> _Written request_
Strip the pictures and reproduce the rest of the listing exactly.

* BEGIN Provided data *

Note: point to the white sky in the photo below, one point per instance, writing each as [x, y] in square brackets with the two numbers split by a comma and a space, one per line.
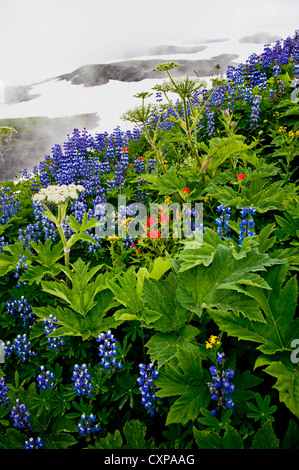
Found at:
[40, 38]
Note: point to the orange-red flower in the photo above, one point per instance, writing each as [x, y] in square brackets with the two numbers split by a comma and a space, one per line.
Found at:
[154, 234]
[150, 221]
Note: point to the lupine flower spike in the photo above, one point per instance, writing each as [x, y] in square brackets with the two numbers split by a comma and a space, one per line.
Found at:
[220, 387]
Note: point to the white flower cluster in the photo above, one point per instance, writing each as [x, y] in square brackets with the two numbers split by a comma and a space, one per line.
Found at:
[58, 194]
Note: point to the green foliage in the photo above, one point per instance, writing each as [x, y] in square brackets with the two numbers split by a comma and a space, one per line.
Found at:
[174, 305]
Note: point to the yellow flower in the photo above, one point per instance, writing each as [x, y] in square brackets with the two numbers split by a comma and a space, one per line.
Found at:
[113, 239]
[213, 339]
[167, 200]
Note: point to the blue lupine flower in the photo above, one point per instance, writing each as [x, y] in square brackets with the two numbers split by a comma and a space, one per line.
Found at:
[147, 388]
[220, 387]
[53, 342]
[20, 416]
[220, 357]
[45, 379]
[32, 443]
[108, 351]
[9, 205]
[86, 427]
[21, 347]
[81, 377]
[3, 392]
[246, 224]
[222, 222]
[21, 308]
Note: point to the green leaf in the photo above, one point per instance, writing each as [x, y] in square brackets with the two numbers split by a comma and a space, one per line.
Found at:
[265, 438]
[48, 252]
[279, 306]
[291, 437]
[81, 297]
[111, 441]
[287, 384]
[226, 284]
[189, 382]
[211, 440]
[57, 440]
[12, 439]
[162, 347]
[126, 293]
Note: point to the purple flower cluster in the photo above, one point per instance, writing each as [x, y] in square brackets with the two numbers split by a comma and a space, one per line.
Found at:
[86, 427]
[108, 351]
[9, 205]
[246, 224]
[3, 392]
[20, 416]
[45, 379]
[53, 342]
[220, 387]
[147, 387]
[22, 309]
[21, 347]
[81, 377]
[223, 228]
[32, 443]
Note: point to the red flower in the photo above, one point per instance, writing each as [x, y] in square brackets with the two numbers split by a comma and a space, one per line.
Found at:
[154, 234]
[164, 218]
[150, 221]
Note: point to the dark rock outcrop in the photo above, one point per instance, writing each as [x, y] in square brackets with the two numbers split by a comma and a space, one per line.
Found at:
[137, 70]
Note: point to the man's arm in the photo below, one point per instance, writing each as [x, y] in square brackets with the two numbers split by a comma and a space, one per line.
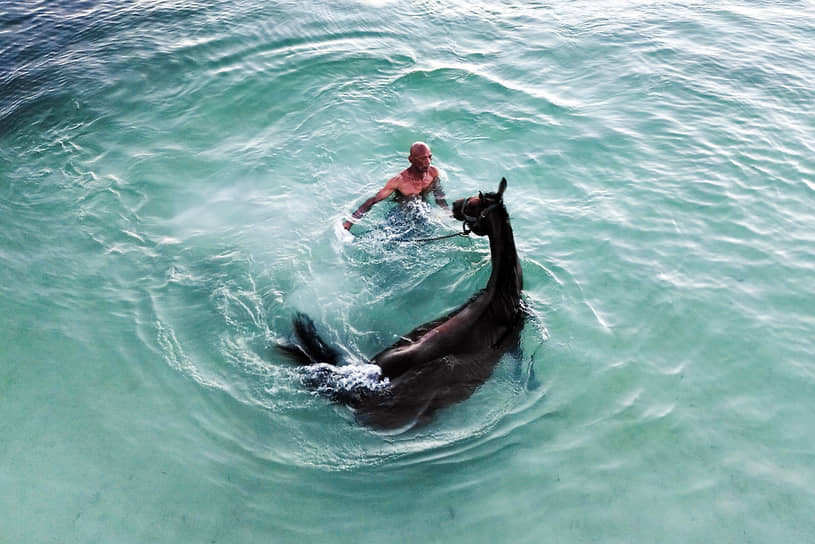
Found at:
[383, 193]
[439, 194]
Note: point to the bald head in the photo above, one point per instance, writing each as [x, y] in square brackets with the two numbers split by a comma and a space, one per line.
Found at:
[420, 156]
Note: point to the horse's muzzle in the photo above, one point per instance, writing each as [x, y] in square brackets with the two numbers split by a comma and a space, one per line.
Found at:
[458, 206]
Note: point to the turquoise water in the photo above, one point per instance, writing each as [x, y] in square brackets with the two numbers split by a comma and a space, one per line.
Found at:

* END Provided data *

> _Solution for this problem_
Note: point to the white sky in the photo below, one point per instance, writing each as [x, y] in square brackets with the two numbers split by a comma and a space, one per line.
Found at:
[40, 38]
Note: point to the orange-red flower in the photo above, one point per instance, writing each as [x, y] in square brackets with the two numbers split by a comma and a space, one per line.
Found at:
[154, 234]
[150, 221]
Note: point to the lupine flower spike in the photo above, one point per instance, writing each as [x, y] in square brackets with the two numbers split by a comma and a space, one per line.
Found at:
[220, 387]
Note: point to the white flower cluster in the photo above, one point per instance, writing each as [x, y] in square brackets with the two numbers split by a comma and a space, one per line.
Found at:
[58, 194]
Note: point to the green foliage in the photo above, one point per instance, writing each as [x, y] in square brackets with the two numbers split by a comma and a space, one per line.
Found at:
[174, 305]
Note: point to the yellow flower in the photo above, one point per instance, writing each as [x, y] in square brackets with the two numbers split by a comma and a space, one per line.
Found at:
[113, 239]
[213, 339]
[167, 200]
Note: point to the blue lupine flower in the photo above, one point per instance, writing each as [x, y] in square brackets with the two numbers split by a comma and a space, one per line.
Found at:
[147, 388]
[220, 387]
[53, 342]
[20, 416]
[220, 357]
[45, 379]
[32, 443]
[108, 351]
[9, 205]
[86, 427]
[21, 347]
[81, 377]
[3, 392]
[246, 224]
[222, 222]
[21, 308]
Note: point to the green leaf in the photo above, one point per instance, writing each as [x, y] in square brackets with the two numbers split by a comma and a space, one per line.
Found at:
[265, 438]
[48, 252]
[279, 306]
[291, 437]
[81, 297]
[111, 441]
[287, 384]
[226, 284]
[189, 382]
[211, 440]
[57, 440]
[12, 439]
[162, 347]
[126, 293]
Note: point to the purple flower cluster in the photo above, one point per instance, writing each as [x, y] in square brackets with the two numbers split by a comma and a space, one per line.
Found at:
[86, 427]
[108, 351]
[9, 205]
[246, 224]
[3, 392]
[20, 416]
[45, 379]
[53, 342]
[220, 387]
[147, 387]
[22, 309]
[21, 347]
[81, 377]
[223, 228]
[32, 443]
Note: point to the red flower in the photo above, one point per instance, writing each as [x, y] in square brackets with the two numbers split by a comma and a space, one per line.
Found at:
[154, 234]
[164, 218]
[150, 221]
Note: point to the dark rock outcrop in the photo above, one point per instance, writing each as [x, y] in square brackets with the two numbers split by a comma and a space, one per line.
Found at:
[137, 70]
Note: point to the man's arm in the photo below, one point per instance, writing each as [x, y] in square brackets with the two numbers split by a comma and a space, one per line.
Found at:
[383, 193]
[439, 194]
Note: point to the bald head in the photo above, one point per instance, writing each as [x, y] in square brackets with the two numbers split by a comma and a space, one per line.
Found at:
[420, 156]
Note: point to the horse's muzzle in the photo above, one point per instance, writing each as [x, y] in square brackets with the two numbers split by a comma and a space, one per line.
Found at:
[458, 206]
Note: point to the turquoise water in the photo above, one point per instance, writing each as [x, y] in square brackets with the two numbers split by a comma and a space, one per line.
Found at:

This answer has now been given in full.